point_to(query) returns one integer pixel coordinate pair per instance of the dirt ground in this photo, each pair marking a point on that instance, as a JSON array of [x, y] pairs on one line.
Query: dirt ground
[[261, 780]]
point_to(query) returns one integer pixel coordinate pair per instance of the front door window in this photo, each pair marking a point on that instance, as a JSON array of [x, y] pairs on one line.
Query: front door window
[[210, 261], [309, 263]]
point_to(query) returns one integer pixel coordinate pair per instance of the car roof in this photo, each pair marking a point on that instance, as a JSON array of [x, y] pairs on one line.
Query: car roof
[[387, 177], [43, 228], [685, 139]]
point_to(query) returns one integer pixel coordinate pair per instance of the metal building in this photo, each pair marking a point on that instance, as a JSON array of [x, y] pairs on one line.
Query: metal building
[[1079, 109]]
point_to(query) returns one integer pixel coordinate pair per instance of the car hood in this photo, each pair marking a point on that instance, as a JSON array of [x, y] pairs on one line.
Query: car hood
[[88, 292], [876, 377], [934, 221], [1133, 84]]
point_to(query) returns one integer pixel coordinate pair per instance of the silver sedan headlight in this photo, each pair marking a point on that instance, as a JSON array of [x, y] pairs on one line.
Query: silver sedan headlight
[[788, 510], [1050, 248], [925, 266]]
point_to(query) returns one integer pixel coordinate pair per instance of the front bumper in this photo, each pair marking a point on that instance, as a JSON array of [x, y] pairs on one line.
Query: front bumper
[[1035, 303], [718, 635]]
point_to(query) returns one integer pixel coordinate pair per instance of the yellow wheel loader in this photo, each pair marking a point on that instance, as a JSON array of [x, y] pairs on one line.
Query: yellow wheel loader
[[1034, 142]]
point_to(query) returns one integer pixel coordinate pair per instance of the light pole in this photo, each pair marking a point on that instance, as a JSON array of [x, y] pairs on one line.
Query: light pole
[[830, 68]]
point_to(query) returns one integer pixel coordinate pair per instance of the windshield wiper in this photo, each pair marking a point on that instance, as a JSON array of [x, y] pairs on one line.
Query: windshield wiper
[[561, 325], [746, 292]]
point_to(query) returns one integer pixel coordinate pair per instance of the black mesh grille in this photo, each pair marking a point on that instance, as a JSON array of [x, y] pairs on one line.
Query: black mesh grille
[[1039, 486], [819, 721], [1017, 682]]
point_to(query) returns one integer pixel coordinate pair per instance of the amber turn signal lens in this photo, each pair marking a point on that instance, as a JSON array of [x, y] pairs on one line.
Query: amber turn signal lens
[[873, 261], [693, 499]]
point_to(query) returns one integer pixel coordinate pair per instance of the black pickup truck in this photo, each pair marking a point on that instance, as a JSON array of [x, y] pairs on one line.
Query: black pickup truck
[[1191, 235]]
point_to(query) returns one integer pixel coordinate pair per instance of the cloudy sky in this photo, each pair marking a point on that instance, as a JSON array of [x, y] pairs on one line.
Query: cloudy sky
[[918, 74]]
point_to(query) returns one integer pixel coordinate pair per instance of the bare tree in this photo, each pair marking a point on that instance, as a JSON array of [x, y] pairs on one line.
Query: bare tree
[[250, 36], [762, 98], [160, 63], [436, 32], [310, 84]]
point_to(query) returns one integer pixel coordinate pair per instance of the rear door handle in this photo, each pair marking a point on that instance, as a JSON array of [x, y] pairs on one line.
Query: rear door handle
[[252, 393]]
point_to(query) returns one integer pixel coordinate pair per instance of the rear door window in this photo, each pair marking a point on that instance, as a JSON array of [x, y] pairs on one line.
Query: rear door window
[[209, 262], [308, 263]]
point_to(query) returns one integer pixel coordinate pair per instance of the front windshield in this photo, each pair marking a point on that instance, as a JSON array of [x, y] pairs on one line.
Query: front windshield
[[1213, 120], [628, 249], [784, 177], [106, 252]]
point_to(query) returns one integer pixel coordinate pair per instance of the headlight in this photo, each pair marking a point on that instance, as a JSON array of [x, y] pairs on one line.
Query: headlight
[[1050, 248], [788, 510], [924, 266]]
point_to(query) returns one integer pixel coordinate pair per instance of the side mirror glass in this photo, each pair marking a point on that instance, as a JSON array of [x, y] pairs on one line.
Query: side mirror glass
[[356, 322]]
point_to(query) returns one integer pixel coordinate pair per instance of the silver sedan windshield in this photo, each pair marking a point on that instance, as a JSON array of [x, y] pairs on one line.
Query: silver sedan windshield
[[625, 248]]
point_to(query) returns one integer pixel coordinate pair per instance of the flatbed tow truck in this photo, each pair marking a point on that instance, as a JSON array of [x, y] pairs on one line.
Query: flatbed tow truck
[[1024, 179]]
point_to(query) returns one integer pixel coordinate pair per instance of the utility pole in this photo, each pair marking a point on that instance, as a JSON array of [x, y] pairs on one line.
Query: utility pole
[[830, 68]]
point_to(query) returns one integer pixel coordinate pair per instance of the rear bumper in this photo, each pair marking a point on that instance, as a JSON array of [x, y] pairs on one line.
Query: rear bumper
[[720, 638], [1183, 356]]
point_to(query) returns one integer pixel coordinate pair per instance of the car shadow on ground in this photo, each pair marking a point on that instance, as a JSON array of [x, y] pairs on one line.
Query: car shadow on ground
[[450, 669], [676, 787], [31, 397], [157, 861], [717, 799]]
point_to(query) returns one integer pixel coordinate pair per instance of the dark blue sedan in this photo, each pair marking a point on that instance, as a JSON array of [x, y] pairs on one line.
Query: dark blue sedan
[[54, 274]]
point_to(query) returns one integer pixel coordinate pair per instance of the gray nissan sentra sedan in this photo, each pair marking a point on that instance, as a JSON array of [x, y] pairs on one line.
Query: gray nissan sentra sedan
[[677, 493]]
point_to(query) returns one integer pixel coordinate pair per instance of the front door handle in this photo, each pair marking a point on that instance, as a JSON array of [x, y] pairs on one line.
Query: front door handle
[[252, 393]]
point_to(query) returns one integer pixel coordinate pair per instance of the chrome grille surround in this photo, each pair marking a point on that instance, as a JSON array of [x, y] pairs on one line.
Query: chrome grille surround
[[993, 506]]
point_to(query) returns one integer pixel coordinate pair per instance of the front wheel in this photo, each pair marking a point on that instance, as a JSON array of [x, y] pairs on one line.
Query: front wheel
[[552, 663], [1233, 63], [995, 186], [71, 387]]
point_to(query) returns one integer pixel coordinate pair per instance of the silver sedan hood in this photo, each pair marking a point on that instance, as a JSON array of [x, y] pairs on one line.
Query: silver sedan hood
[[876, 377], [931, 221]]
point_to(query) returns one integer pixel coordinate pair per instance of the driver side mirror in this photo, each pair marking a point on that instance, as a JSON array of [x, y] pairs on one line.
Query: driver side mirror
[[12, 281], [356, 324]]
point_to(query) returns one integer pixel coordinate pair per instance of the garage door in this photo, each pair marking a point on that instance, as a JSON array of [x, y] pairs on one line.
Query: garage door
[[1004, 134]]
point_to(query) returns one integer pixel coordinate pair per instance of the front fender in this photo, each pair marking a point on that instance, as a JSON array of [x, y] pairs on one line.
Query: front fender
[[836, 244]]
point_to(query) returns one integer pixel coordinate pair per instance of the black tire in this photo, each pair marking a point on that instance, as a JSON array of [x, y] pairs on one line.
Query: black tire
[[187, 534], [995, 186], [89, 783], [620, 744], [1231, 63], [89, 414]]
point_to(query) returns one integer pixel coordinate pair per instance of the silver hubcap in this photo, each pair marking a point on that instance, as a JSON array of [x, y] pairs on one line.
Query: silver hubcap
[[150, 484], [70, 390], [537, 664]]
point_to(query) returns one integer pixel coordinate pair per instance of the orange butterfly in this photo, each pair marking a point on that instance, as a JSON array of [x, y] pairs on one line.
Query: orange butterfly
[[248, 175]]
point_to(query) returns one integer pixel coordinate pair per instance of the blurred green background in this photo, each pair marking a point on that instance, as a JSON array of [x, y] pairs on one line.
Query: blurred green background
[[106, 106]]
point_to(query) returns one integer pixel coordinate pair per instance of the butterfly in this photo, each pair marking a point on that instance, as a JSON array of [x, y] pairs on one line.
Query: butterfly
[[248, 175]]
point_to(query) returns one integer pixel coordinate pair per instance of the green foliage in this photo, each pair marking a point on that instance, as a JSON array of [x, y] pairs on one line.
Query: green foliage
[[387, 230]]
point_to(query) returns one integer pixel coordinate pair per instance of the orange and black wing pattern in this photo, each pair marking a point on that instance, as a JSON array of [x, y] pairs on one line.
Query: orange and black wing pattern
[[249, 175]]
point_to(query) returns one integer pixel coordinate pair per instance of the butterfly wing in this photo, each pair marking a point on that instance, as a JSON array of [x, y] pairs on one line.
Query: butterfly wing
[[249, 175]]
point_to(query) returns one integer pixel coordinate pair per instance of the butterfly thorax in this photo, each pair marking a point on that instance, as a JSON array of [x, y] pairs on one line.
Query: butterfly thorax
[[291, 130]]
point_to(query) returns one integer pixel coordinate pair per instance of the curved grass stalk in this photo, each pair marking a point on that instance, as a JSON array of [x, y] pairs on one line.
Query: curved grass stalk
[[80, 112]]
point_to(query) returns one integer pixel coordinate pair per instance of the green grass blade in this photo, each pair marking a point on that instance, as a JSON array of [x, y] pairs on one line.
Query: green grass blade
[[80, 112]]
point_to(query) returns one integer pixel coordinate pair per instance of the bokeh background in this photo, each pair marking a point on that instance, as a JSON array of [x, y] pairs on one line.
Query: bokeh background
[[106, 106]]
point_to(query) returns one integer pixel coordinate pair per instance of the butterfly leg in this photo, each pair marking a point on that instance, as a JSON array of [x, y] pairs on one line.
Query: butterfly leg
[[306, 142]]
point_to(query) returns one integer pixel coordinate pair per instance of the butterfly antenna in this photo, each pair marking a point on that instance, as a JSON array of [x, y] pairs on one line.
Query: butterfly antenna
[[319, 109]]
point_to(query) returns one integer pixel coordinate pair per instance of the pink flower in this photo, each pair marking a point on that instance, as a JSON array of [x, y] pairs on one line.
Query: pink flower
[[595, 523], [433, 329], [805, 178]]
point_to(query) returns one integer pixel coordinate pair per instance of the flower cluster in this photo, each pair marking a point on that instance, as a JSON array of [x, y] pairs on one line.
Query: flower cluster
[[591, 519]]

● ● ●

Reproduce verbatim the rows from the line containing "of the dark" to the line containing "[[677, 493]]", including both of those lines.

#### RESULT OF THE TASK:
point_to(query) returns one integer pixel coordinate pair per instance of the dark blue sedan in this photo, each pair marking a point on that instance, as a JSON array of [x, y] pairs on one line.
Query: dark blue sedan
[[54, 274]]
point_to(query) returns one integer pixel coordinate pair per instance of the gray nissan sentra sedan in this photo, each pair marking a point on that instance, as a JSON array of [x, y] pairs on one line.
Query: gray nissan sentra sedan
[[677, 493]]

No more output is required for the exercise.